• [BRIEF] Gather all lines in the entries that include the word "trunk".
● ● ● ●
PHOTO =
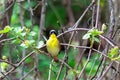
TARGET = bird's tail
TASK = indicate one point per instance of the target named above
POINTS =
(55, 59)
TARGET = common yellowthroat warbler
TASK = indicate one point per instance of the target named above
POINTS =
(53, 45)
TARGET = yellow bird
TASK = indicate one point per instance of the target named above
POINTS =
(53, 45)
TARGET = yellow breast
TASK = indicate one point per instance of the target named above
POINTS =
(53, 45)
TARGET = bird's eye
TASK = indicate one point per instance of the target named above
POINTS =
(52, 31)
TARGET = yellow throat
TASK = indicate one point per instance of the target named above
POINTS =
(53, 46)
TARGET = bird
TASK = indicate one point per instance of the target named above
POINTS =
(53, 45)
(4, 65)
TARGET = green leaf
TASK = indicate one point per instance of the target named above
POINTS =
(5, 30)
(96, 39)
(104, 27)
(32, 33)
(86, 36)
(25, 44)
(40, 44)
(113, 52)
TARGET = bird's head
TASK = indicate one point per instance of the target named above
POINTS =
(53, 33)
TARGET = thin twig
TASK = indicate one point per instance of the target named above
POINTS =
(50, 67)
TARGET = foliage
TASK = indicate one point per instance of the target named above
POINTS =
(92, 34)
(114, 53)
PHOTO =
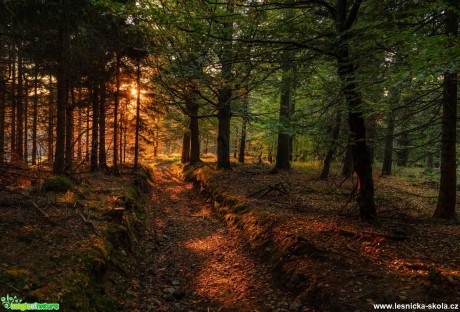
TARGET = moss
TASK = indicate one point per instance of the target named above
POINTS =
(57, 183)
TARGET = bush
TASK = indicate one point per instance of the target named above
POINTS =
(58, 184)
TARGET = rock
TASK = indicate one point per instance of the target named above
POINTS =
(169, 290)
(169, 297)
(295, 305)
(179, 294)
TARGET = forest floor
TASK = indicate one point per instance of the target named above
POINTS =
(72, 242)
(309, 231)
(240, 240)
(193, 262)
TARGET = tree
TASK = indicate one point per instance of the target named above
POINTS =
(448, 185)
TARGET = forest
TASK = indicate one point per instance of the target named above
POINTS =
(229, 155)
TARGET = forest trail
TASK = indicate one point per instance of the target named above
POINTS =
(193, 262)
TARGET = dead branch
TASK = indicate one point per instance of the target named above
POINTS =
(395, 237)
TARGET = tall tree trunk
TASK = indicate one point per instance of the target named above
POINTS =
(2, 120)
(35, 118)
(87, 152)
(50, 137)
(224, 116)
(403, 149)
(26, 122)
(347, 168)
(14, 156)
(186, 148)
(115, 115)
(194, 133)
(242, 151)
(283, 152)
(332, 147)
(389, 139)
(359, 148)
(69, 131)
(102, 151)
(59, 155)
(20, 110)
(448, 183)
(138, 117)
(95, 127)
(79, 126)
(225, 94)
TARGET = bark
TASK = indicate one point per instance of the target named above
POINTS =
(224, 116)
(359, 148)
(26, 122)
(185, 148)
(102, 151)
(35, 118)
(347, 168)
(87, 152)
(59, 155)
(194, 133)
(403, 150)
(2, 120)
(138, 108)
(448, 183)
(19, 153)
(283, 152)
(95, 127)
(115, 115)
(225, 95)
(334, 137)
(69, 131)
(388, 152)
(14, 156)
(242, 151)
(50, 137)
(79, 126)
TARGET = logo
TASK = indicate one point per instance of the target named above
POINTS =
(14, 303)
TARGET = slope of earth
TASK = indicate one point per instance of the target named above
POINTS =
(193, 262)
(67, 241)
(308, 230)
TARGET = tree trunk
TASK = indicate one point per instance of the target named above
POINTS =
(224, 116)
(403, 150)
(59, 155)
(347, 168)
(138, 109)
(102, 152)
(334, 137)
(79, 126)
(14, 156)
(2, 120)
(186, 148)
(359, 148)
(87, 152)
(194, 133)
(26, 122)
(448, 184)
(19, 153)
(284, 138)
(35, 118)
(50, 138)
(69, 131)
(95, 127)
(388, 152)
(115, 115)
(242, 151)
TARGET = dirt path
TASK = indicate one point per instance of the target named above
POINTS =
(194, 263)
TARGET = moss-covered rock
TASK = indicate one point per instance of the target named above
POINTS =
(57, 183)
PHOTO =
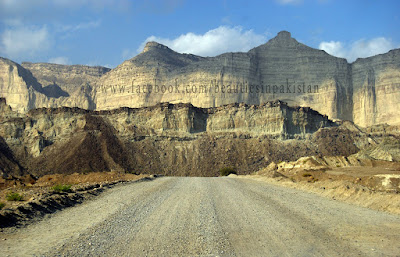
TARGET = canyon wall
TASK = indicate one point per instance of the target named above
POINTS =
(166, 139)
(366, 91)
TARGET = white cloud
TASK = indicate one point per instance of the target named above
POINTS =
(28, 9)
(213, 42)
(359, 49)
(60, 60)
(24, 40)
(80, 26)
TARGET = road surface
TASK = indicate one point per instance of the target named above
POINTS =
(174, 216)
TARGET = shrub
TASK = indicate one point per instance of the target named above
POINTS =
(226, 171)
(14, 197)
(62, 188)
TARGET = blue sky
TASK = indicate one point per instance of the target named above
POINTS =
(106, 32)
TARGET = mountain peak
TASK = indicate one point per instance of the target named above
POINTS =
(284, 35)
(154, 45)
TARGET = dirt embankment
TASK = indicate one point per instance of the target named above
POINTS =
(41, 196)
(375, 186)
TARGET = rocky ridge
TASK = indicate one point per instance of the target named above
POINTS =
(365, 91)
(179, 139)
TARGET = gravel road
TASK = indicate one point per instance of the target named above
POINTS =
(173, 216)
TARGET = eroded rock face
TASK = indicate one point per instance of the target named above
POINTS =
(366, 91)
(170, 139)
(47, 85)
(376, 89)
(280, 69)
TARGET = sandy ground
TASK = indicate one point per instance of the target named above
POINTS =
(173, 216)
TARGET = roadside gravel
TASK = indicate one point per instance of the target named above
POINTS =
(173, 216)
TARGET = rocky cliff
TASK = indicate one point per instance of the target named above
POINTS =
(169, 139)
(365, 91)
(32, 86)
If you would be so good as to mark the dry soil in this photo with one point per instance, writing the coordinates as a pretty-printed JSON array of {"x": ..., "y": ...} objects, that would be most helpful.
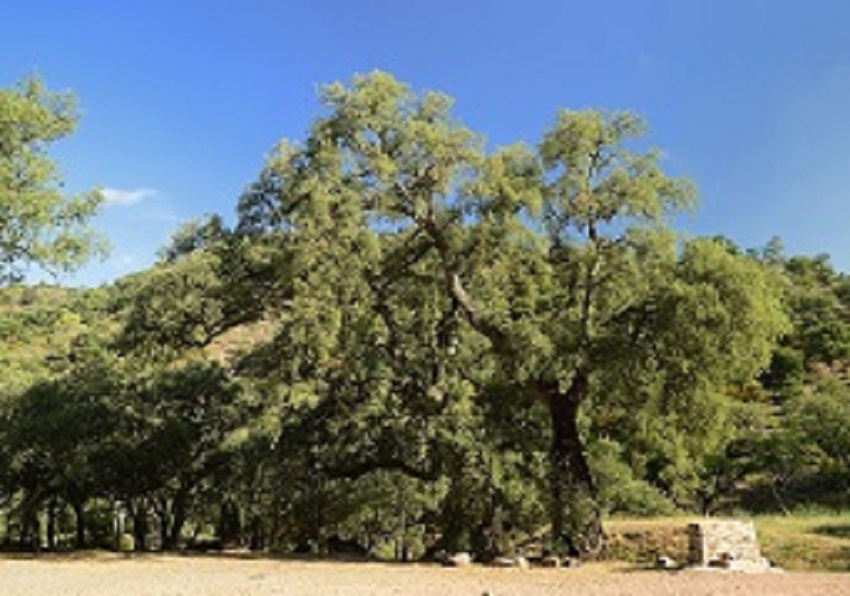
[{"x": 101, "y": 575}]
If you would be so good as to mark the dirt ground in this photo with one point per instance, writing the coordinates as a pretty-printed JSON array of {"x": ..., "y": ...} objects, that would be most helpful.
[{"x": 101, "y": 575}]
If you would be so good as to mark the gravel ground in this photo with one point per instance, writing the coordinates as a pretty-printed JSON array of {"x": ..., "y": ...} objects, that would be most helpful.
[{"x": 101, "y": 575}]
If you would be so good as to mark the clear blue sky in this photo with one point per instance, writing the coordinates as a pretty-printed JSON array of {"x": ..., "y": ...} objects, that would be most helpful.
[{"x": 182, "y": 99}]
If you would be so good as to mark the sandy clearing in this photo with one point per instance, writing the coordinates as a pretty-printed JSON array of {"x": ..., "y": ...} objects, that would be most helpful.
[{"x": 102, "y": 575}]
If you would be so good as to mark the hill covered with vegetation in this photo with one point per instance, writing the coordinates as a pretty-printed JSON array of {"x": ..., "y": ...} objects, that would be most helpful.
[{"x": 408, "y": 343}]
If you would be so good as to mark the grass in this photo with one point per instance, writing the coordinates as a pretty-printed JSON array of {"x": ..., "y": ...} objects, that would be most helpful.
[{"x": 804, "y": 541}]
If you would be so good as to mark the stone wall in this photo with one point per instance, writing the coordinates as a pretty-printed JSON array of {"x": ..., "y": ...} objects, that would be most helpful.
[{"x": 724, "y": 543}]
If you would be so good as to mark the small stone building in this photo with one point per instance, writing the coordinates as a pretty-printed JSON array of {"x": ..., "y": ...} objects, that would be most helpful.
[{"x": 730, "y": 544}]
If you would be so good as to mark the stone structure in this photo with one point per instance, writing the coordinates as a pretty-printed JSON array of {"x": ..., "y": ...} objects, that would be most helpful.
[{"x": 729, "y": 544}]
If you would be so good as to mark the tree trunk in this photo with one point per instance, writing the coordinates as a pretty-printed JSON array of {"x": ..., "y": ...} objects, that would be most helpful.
● ● ● ●
• [EXERCISE OUTPUT]
TARGET = tall tree trunk
TARGET = tree trunk
If you would be so good as to mark the tree trunk in this photo with one point per instance, writing the coordinates as a pretty-printed JSON array of {"x": ..., "y": ...} objects, that would be most helpful.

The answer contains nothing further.